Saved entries
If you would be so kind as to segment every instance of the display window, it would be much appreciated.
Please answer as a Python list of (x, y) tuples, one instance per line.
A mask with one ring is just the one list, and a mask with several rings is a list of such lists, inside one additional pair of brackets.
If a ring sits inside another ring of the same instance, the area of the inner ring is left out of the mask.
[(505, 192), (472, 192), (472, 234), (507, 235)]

• What you need to do: Set down every line of the saved entries above again, word for word, with nothing changed.

• Complete answer:
If you would be so kind as to segment every instance of the display window, it would be much appreciated.
Please answer as a Python list of (x, y) tuples, one instance per line.
A mask with one ring is just the one list, and a mask with several rings is a list of such lists, inside one additional pair of brackets.
If a ring sits inside another ring of the same instance, the area of the inner ring is left out of the mask.
[(505, 192), (472, 192), (472, 234), (507, 235)]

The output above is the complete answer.